- [Stated exercise]
Find every line in the rows below that contains the word "foliage" and copy each one. Case counts.
──────── Listed entries ────────
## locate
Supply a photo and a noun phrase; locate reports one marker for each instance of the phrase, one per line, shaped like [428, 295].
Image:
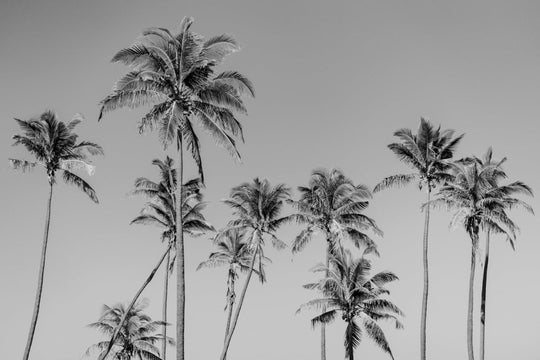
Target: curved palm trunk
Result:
[425, 291]
[180, 280]
[128, 309]
[323, 325]
[37, 302]
[164, 311]
[239, 306]
[470, 347]
[230, 281]
[483, 304]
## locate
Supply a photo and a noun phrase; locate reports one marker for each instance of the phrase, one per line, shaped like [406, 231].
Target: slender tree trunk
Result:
[483, 304]
[37, 301]
[425, 291]
[239, 306]
[133, 301]
[164, 310]
[470, 347]
[180, 280]
[323, 326]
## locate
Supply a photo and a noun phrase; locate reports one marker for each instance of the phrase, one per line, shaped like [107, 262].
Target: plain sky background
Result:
[333, 81]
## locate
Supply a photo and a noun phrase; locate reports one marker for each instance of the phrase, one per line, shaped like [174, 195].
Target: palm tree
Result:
[332, 205]
[471, 195]
[257, 207]
[56, 148]
[348, 290]
[137, 338]
[160, 210]
[505, 200]
[428, 153]
[177, 74]
[234, 252]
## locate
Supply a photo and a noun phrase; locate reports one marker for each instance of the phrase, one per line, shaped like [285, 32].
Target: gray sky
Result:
[333, 81]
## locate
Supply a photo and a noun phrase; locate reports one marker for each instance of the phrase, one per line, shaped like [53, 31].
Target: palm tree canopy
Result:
[55, 147]
[177, 74]
[257, 207]
[333, 204]
[350, 291]
[137, 337]
[427, 152]
[478, 199]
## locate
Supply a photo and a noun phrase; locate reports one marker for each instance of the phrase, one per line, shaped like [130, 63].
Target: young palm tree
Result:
[137, 338]
[348, 289]
[427, 152]
[161, 211]
[234, 252]
[505, 200]
[176, 72]
[470, 195]
[257, 207]
[56, 148]
[332, 205]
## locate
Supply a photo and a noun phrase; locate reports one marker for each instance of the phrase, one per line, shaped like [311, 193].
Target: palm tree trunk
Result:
[37, 301]
[164, 310]
[483, 304]
[323, 325]
[180, 280]
[239, 306]
[425, 291]
[470, 347]
[128, 309]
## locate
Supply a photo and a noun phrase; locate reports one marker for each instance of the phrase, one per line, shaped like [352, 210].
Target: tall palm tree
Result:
[470, 195]
[56, 148]
[332, 205]
[232, 251]
[160, 210]
[176, 72]
[427, 152]
[349, 290]
[505, 200]
[137, 338]
[257, 207]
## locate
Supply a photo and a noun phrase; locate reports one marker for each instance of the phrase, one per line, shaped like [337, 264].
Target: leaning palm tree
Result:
[56, 148]
[332, 205]
[176, 73]
[137, 338]
[232, 251]
[160, 210]
[349, 290]
[505, 200]
[470, 195]
[427, 153]
[257, 207]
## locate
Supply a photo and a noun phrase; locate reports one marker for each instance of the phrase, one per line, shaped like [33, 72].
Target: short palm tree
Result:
[56, 148]
[427, 152]
[137, 338]
[257, 207]
[471, 197]
[348, 290]
[232, 251]
[505, 200]
[333, 206]
[176, 73]
[160, 210]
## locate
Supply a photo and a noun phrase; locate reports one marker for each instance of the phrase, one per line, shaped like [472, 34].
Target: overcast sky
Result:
[333, 81]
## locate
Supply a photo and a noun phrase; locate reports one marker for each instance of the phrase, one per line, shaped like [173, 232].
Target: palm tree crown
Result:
[56, 148]
[349, 290]
[333, 205]
[177, 73]
[427, 152]
[136, 339]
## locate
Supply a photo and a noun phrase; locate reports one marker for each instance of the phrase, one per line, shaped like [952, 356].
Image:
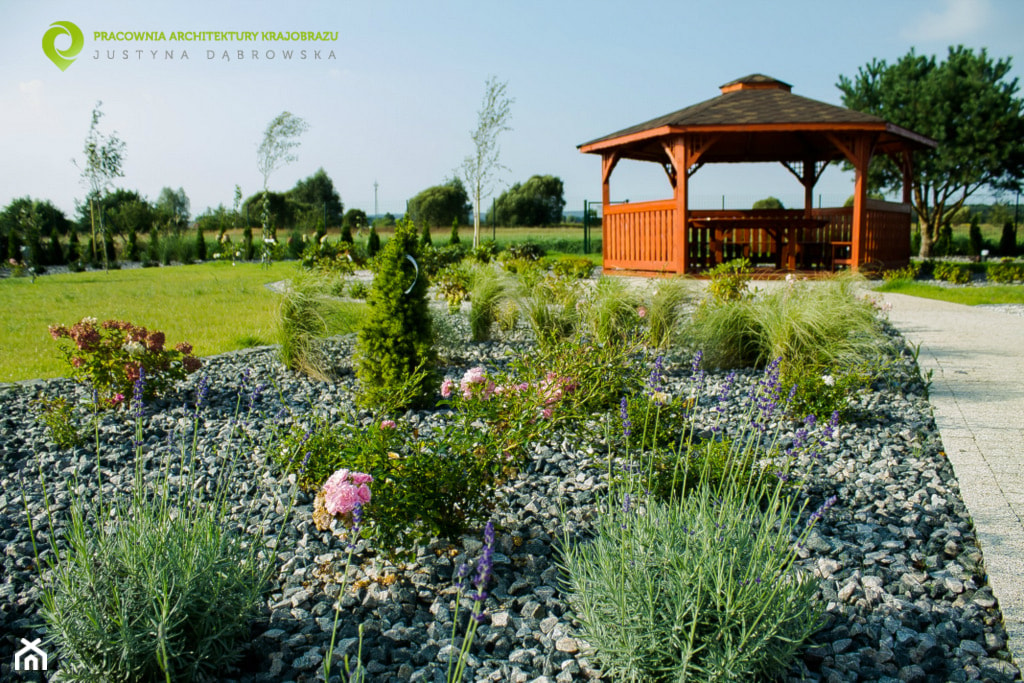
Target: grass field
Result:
[214, 306]
[971, 296]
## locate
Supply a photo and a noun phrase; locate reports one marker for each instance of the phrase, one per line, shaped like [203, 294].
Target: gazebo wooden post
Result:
[680, 233]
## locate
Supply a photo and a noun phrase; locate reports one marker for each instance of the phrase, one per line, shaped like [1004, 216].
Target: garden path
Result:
[976, 356]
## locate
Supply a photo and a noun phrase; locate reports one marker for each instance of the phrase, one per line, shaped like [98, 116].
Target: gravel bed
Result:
[900, 572]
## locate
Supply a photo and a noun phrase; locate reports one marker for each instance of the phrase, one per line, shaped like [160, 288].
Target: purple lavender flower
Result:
[356, 525]
[138, 391]
[696, 372]
[202, 391]
[816, 515]
[624, 412]
[654, 379]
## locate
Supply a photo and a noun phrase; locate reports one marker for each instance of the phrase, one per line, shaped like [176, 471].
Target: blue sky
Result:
[396, 102]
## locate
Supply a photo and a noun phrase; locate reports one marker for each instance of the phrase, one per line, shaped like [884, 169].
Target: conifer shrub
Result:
[454, 240]
[396, 340]
[373, 243]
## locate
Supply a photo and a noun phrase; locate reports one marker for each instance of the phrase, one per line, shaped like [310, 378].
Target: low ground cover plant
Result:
[152, 584]
[695, 580]
[112, 355]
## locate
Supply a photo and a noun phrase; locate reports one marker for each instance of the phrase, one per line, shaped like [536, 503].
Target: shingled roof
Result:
[765, 103]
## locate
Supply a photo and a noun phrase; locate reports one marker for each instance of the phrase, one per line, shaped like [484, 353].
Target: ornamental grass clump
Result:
[158, 583]
[695, 580]
[113, 354]
[820, 325]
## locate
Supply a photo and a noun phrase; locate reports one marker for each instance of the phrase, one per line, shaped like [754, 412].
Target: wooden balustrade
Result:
[639, 237]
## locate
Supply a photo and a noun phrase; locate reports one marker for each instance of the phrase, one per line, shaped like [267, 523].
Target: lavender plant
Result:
[157, 583]
[698, 583]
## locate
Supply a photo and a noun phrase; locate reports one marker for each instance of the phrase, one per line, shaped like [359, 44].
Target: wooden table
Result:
[783, 230]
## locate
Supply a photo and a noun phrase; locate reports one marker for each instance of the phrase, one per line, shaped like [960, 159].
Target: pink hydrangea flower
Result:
[472, 377]
[345, 491]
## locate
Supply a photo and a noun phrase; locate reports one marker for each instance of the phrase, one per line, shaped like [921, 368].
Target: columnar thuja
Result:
[396, 357]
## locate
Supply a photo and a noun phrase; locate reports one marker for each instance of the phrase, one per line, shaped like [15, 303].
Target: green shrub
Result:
[485, 252]
[453, 284]
[951, 272]
[528, 251]
[1006, 272]
[61, 423]
[825, 391]
[395, 340]
[727, 282]
[572, 266]
[909, 271]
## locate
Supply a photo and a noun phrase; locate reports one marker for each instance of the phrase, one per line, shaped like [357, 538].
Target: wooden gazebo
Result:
[757, 119]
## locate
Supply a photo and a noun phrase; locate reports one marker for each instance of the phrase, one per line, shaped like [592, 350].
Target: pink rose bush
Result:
[342, 498]
[477, 386]
[112, 355]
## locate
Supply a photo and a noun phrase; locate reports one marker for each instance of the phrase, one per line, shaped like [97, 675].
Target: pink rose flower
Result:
[345, 491]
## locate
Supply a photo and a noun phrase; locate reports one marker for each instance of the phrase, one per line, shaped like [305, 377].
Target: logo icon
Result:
[30, 657]
[62, 58]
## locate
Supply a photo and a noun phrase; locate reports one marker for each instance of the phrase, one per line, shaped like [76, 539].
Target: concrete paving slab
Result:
[976, 356]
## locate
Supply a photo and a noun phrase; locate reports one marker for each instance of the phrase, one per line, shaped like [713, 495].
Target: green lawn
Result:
[971, 296]
[214, 306]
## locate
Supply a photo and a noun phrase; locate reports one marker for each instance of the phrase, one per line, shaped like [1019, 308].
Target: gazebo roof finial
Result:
[756, 82]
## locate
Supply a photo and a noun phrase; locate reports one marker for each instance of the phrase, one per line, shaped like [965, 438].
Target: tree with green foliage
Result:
[540, 201]
[968, 104]
[356, 220]
[454, 240]
[440, 205]
[976, 242]
[480, 168]
[316, 196]
[1008, 241]
[29, 221]
[103, 161]
[395, 343]
[200, 243]
[173, 209]
[276, 151]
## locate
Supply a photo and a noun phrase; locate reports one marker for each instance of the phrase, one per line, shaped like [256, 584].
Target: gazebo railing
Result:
[639, 237]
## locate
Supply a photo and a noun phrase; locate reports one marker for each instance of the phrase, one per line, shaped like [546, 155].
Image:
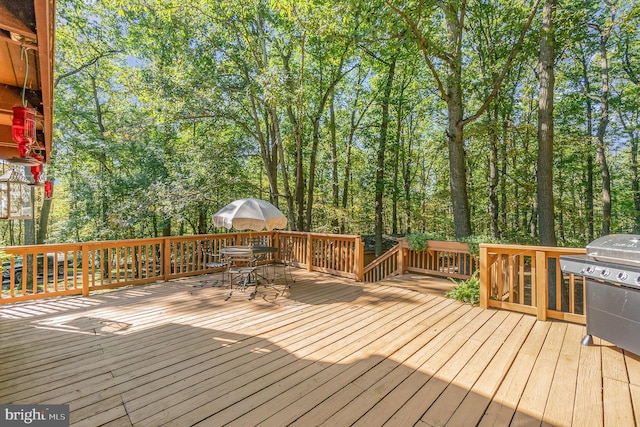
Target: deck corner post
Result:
[85, 269]
[541, 282]
[309, 252]
[166, 259]
[485, 285]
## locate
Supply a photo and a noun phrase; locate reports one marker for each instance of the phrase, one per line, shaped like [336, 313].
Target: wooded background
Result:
[512, 119]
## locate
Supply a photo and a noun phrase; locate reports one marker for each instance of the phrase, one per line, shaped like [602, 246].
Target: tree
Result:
[450, 88]
[546, 215]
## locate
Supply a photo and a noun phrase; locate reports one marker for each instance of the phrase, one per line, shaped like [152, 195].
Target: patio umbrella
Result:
[250, 214]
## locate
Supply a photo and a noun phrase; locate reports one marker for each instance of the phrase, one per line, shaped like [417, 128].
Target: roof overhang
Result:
[28, 24]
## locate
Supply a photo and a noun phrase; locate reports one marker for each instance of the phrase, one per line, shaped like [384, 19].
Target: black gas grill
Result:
[612, 271]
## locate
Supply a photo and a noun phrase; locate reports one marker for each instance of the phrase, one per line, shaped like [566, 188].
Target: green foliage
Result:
[420, 241]
[474, 243]
[467, 290]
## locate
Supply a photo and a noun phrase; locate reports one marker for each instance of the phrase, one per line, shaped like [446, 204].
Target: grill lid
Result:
[619, 248]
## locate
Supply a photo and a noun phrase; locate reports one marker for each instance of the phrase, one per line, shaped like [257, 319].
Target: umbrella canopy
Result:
[250, 214]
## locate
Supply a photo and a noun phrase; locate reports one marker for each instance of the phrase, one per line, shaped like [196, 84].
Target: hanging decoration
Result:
[23, 130]
[48, 190]
[15, 196]
[36, 170]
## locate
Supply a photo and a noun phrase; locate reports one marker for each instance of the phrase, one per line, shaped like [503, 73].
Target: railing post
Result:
[85, 270]
[359, 261]
[309, 253]
[166, 258]
[485, 286]
[401, 255]
[541, 284]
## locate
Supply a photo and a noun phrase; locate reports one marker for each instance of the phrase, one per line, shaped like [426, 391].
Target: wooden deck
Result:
[329, 352]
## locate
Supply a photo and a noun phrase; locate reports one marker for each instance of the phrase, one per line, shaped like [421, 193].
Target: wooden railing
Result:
[442, 258]
[81, 268]
[528, 279]
[387, 265]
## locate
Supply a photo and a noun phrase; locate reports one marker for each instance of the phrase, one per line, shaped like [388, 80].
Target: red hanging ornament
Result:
[24, 128]
[48, 189]
[36, 170]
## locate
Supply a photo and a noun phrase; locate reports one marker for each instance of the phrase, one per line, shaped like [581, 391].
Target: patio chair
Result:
[214, 260]
[286, 260]
[241, 269]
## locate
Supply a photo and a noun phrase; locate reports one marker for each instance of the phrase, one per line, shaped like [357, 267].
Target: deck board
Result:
[330, 351]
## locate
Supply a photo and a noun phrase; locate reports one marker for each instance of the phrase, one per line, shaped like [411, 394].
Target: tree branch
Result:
[83, 66]
[498, 83]
[423, 47]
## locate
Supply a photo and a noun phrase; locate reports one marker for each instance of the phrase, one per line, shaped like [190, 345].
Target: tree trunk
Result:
[589, 170]
[492, 123]
[335, 182]
[457, 162]
[545, 208]
[43, 222]
[601, 156]
[635, 187]
[379, 188]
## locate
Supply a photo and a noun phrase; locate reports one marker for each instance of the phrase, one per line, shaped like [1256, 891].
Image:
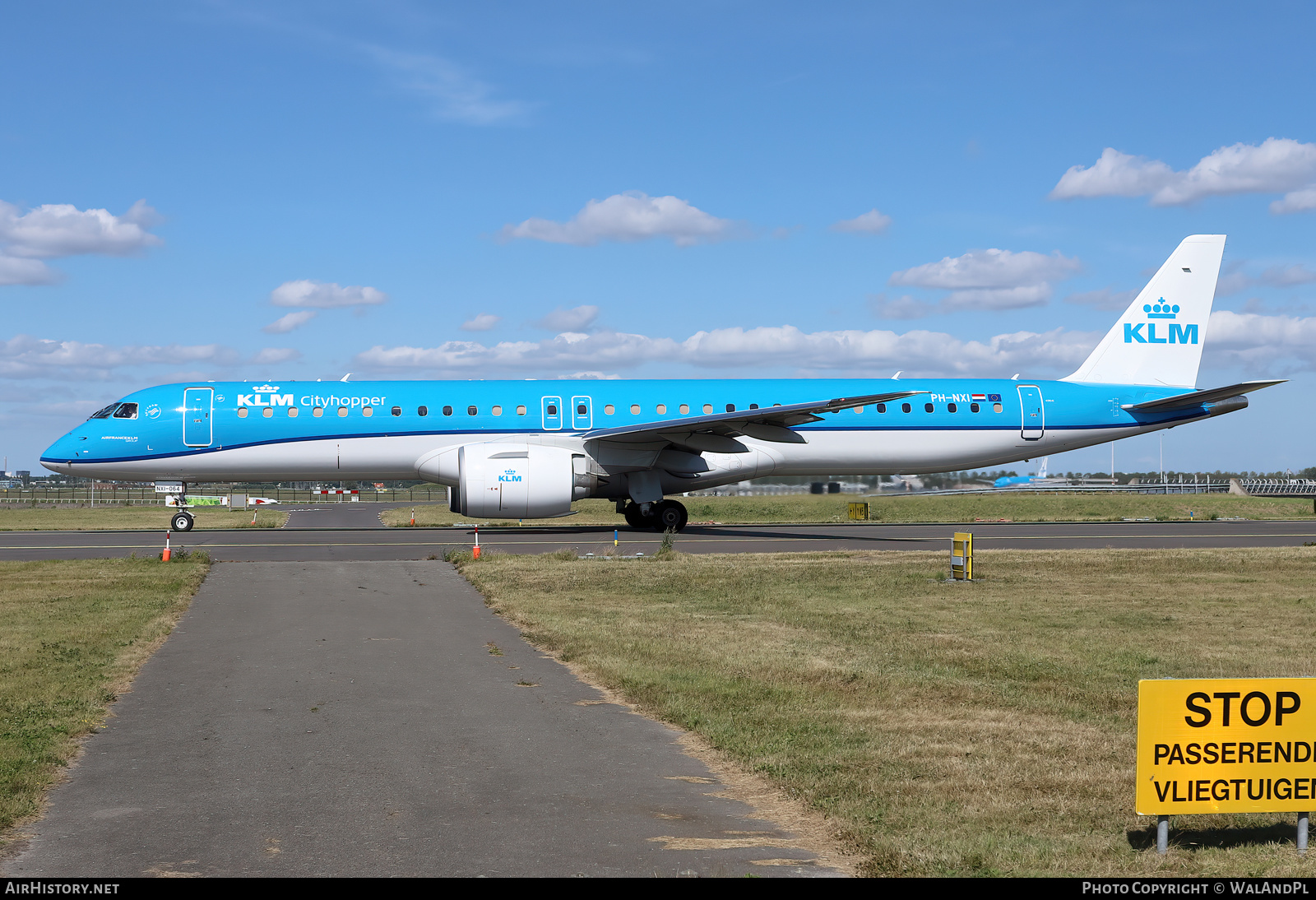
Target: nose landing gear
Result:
[661, 516]
[182, 520]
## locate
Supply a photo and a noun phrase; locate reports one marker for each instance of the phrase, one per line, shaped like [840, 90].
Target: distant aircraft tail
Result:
[1158, 338]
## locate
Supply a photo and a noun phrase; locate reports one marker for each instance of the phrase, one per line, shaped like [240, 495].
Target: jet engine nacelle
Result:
[515, 480]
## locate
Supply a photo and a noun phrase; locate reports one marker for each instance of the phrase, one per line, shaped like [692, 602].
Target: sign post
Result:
[1226, 745]
[962, 557]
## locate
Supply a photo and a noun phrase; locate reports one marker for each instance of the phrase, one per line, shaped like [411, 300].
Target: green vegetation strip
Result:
[118, 517]
[1011, 507]
[943, 728]
[72, 637]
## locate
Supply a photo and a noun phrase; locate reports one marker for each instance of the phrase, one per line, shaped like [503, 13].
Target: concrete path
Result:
[354, 719]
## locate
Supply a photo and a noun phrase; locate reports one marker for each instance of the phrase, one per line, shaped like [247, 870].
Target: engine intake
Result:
[515, 480]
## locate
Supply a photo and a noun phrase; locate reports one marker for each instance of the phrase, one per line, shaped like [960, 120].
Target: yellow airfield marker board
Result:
[1226, 745]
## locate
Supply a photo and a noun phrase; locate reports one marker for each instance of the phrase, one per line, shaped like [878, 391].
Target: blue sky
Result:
[715, 190]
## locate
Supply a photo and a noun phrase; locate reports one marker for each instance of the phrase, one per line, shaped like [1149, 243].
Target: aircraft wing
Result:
[717, 432]
[1198, 397]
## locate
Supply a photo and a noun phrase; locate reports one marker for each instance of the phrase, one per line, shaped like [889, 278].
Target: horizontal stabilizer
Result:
[1198, 397]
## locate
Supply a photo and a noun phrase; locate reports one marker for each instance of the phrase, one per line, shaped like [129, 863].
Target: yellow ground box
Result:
[1226, 745]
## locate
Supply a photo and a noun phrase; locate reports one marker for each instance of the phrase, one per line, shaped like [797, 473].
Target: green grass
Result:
[72, 633]
[943, 729]
[941, 508]
[116, 517]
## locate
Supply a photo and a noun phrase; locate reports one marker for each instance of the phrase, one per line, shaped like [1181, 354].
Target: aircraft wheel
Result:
[636, 518]
[673, 515]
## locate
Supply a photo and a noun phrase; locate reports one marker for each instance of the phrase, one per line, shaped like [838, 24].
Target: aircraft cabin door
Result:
[1035, 417]
[552, 414]
[197, 416]
[582, 414]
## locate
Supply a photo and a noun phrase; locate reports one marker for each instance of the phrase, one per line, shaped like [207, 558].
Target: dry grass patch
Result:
[1013, 505]
[72, 633]
[105, 517]
[941, 728]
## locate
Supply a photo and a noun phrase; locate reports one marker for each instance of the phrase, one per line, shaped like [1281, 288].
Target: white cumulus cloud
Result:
[1261, 344]
[322, 295]
[991, 279]
[28, 357]
[870, 223]
[59, 230]
[631, 216]
[293, 320]
[276, 355]
[482, 322]
[569, 320]
[1103, 299]
[1274, 166]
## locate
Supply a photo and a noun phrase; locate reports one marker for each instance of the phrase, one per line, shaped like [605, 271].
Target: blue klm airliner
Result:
[530, 449]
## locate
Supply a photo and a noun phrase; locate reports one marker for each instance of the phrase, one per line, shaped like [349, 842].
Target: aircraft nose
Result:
[59, 456]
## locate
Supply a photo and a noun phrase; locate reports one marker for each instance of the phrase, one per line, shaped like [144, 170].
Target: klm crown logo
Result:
[1160, 309]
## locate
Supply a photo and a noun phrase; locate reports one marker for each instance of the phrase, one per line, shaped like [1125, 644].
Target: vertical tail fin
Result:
[1158, 338]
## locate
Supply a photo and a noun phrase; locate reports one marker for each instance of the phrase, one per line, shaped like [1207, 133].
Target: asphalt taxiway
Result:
[315, 535]
[377, 719]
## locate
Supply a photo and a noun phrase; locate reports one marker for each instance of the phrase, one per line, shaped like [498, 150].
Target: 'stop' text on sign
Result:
[1227, 745]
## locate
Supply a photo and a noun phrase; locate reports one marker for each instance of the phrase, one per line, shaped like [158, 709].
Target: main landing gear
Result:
[661, 516]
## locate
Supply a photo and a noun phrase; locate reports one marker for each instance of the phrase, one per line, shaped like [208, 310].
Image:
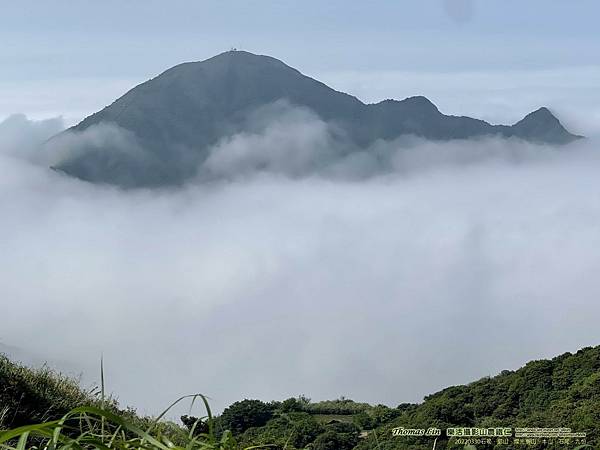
────────
- [Answer to this exercise]
Target: tree with green foliage
Target: green foliage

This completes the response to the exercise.